[Records shown]
▬▬▬▬▬▬▬▬▬▬

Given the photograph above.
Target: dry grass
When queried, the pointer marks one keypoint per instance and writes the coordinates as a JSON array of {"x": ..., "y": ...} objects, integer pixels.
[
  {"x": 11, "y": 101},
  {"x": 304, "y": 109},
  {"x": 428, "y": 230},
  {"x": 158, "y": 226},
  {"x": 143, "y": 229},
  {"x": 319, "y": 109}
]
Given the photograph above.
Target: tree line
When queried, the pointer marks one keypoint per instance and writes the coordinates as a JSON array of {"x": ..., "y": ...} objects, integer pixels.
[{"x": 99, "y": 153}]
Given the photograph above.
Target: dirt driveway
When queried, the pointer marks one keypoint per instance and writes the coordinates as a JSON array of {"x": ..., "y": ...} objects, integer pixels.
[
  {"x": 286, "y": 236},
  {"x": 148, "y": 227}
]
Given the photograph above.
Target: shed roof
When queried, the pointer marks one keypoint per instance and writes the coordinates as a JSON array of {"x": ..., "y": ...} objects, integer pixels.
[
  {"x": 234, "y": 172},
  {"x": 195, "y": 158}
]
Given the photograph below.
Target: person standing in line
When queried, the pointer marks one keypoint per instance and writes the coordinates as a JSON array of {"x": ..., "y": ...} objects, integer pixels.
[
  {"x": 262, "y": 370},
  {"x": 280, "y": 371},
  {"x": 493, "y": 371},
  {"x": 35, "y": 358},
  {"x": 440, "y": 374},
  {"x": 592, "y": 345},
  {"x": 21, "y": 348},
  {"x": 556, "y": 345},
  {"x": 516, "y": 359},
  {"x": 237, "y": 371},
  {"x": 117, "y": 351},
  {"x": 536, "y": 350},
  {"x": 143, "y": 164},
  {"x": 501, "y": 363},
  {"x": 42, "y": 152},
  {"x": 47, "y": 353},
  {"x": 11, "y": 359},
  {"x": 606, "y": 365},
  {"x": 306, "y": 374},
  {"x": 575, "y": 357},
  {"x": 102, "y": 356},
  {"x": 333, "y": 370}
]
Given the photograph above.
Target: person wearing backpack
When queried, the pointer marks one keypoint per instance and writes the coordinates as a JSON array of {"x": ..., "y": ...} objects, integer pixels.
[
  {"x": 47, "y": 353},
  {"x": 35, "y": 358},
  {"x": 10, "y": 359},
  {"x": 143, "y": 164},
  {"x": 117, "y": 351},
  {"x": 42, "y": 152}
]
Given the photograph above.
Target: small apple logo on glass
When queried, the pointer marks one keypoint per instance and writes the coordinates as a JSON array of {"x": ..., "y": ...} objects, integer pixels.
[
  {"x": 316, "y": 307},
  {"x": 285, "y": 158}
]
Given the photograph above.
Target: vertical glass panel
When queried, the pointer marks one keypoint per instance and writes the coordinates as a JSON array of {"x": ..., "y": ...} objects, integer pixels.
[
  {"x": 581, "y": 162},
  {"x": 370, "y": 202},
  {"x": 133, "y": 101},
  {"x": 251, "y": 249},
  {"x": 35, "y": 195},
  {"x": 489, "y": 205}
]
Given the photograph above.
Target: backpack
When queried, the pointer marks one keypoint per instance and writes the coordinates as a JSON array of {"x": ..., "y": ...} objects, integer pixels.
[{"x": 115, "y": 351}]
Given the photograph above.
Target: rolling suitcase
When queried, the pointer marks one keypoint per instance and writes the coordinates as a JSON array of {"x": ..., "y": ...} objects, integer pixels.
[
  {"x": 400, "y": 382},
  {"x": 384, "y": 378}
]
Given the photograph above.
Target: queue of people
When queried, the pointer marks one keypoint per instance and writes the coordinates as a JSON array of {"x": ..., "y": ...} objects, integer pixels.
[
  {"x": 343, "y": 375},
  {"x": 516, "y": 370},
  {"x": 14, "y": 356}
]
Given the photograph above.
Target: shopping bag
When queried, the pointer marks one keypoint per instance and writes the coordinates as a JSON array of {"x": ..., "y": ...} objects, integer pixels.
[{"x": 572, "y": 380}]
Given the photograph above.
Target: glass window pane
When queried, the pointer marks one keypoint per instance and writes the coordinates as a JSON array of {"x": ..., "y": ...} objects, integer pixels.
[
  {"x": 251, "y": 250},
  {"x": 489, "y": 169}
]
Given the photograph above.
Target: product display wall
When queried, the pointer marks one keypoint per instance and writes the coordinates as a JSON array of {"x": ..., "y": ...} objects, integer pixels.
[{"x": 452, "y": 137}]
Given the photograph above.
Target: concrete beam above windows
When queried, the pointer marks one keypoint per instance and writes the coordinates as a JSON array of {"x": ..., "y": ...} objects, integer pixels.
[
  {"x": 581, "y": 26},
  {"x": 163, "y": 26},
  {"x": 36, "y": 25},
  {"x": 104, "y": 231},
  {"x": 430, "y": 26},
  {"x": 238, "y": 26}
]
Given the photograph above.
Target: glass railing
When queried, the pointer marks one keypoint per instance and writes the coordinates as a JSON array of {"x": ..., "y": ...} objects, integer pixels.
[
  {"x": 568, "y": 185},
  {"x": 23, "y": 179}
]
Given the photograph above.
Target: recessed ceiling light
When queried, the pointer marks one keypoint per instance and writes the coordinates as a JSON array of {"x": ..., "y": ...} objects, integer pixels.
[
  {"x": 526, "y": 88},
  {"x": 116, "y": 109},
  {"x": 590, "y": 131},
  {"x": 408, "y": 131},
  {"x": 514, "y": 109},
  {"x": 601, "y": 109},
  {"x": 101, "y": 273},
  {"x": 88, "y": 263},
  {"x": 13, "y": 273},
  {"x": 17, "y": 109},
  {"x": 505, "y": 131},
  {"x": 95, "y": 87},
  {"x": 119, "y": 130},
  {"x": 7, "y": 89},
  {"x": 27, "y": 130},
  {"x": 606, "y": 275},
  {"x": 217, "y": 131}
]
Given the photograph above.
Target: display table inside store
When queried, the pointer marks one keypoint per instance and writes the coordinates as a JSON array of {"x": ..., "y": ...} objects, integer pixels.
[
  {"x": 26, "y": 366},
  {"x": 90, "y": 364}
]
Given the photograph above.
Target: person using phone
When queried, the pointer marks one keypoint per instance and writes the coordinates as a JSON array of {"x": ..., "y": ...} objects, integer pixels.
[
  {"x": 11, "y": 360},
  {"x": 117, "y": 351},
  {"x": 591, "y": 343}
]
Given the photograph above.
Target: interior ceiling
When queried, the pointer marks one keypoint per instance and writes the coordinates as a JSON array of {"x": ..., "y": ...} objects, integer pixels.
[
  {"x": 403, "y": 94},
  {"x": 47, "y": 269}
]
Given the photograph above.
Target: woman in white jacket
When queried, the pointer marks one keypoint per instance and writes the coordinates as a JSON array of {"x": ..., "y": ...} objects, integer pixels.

▬▬▬▬▬▬▬▬▬▬

[Goal] Set every line of the listing down word for word.

[Response]
Given the photograph above.
Target: dry grass
When queried, the pointer marks one keypoint per instance and writes the coordinates as a JSON array of {"x": ..., "y": ...} objects, integer pixels.
[
  {"x": 11, "y": 101},
  {"x": 304, "y": 109},
  {"x": 428, "y": 230},
  {"x": 158, "y": 226},
  {"x": 143, "y": 229},
  {"x": 319, "y": 109}
]
Given the photograph above.
Target: tree line
When queried, the pointer marks one keypoint per instance and writes the coordinates as a JSON array of {"x": ..., "y": ...} objects, integer pixels.
[{"x": 99, "y": 153}]
Given the photograph above.
Target: dirt driveway
When queried, the pointer marks one keypoint per instance and writes the coordinates as a JSON array of {"x": ..., "y": ...} objects, integer pixels.
[
  {"x": 286, "y": 236},
  {"x": 148, "y": 227}
]
Given the photograph above.
Target: shed roof
When queried, the pointer marks one keypoint per instance and writes the coordinates as a JSON array of {"x": ..., "y": ...} objects, integer pixels.
[
  {"x": 234, "y": 172},
  {"x": 195, "y": 158}
]
Given the photograph below.
Target: person standing in line
When queried, the pointer marks one keypoint per instance and writes the coordinates as a JSON array of {"x": ..., "y": ...} objects, integer pixels.
[
  {"x": 262, "y": 370},
  {"x": 280, "y": 371},
  {"x": 493, "y": 371},
  {"x": 35, "y": 358},
  {"x": 440, "y": 374},
  {"x": 592, "y": 345},
  {"x": 21, "y": 348},
  {"x": 556, "y": 345},
  {"x": 516, "y": 359},
  {"x": 237, "y": 371},
  {"x": 117, "y": 351},
  {"x": 536, "y": 350},
  {"x": 143, "y": 164},
  {"x": 501, "y": 363},
  {"x": 42, "y": 152},
  {"x": 47, "y": 353},
  {"x": 11, "y": 359},
  {"x": 606, "y": 365},
  {"x": 306, "y": 374},
  {"x": 575, "y": 357},
  {"x": 102, "y": 356},
  {"x": 333, "y": 370}
]
Given the photograph above.
Target: person wearing backpack
When queried, the pointer marks one keypoint per instance and writes the coordinates as a JSON array of {"x": ..., "y": ...} objects, integer pixels.
[
  {"x": 47, "y": 353},
  {"x": 35, "y": 358},
  {"x": 10, "y": 359},
  {"x": 143, "y": 164},
  {"x": 117, "y": 351},
  {"x": 42, "y": 152}
]
Given the photograph above.
Target: small apple logo on glass
When queried, the pointer marks one keypoint per instance and writes the coordinates as a JSON array of {"x": ..., "y": ...} objects, integer pixels.
[
  {"x": 316, "y": 307},
  {"x": 285, "y": 158}
]
Given the photograph above.
Target: vertical glass panel
When queried, the pointer marks one keypoint per instance and writes the coordinates as a JSON array of {"x": ..., "y": ...} objects, integer pixels.
[
  {"x": 581, "y": 162},
  {"x": 370, "y": 202},
  {"x": 133, "y": 101},
  {"x": 251, "y": 249},
  {"x": 35, "y": 195},
  {"x": 489, "y": 205}
]
Given the photograph above.
Target: backpack
When queried, the pointer marks one keypoint per instance and writes the coordinates as a JSON array of {"x": ..., "y": ...} objects, integer pixels.
[{"x": 115, "y": 351}]
Given the photograph above.
Target: rolling suitcase
When queried, the pointer marks one keypoint per instance and writes the coordinates as a JSON array of {"x": ..., "y": ...} objects, integer pixels.
[
  {"x": 400, "y": 382},
  {"x": 384, "y": 378}
]
Given the photograph above.
Target: queue of people
When queried, the pointer marks one keypoint per instance and writes the coordinates as a JSON array of {"x": ..., "y": ...} objects, integer pixels.
[
  {"x": 343, "y": 375},
  {"x": 516, "y": 370},
  {"x": 14, "y": 356}
]
Given the photograph above.
Target: shopping bag
When queried, the pointer marks one keypoint per instance and writes the coordinates as a JSON array of {"x": ..., "y": ...} objects, integer pixels.
[{"x": 572, "y": 380}]
Given the photograph above.
Target: glass window pane
When queried, the pointer marks one keypoint per instance and writes the coordinates as a JSON array of {"x": ..., "y": ...} objects, integer pixels.
[
  {"x": 251, "y": 250},
  {"x": 489, "y": 169}
]
Given the photograph above.
Target: product display wall
When queried, the pointer marks one keypoint per instance and writes the coordinates as a JSON array of {"x": ..., "y": ...} objects, integer pixels.
[{"x": 452, "y": 137}]
Given the photograph above.
Target: concrete beam above windows
When queried, the pointer marks one keypoint per instance and writes the coordinates as a JSON array of {"x": ..., "y": ...} objects, integer pixels.
[
  {"x": 581, "y": 26},
  {"x": 163, "y": 26},
  {"x": 36, "y": 25},
  {"x": 104, "y": 231},
  {"x": 430, "y": 26},
  {"x": 238, "y": 26}
]
Given the photograph above.
Target: glass railing
When queried, the pointer marks one keypoint per instance and writes the coordinates as a JSON array of {"x": ..., "y": ...} objects, integer pixels.
[
  {"x": 568, "y": 185},
  {"x": 23, "y": 179}
]
Given the photograph above.
Target: recessed ceiling light
When queried, the pointer marks one keypoint per instance and writes the coordinates as a JSON array of {"x": ..., "y": ...} objects, integer pixels.
[
  {"x": 526, "y": 88},
  {"x": 116, "y": 109},
  {"x": 590, "y": 131},
  {"x": 408, "y": 131},
  {"x": 514, "y": 109},
  {"x": 601, "y": 109},
  {"x": 101, "y": 273},
  {"x": 88, "y": 263},
  {"x": 13, "y": 273},
  {"x": 17, "y": 109},
  {"x": 505, "y": 131},
  {"x": 95, "y": 87},
  {"x": 119, "y": 130},
  {"x": 7, "y": 89},
  {"x": 27, "y": 130},
  {"x": 606, "y": 275},
  {"x": 217, "y": 131}
]
Given the photograph above.
Target: display table inside store
When queried, the pointer marks one keypoint per instance and writes the coordinates as a JSON array of {"x": ..., "y": ...} objects, integer pixels.
[
  {"x": 26, "y": 366},
  {"x": 90, "y": 364}
]
Given the photograph above.
Target: person using phone
When queried, the pointer marks one keypoint per instance and writes the coordinates as a JSON array of {"x": ..., "y": ...} objects, integer pixels.
[
  {"x": 11, "y": 360},
  {"x": 117, "y": 351},
  {"x": 591, "y": 343}
]
Given the photograph above.
Target: interior ceiling
When queried, the pointer marks one keypoint per instance and writes the coordinates as a JSON array of {"x": ..., "y": ...} objects, integer pixels.
[
  {"x": 403, "y": 94},
  {"x": 47, "y": 269}
]
Given the photograph above.
Target: woman in white jacket
When queried, the pointer marks one keypoint per instance and writes the coordinates as a JSON array of {"x": ..., "y": ...} objects, integer pixels.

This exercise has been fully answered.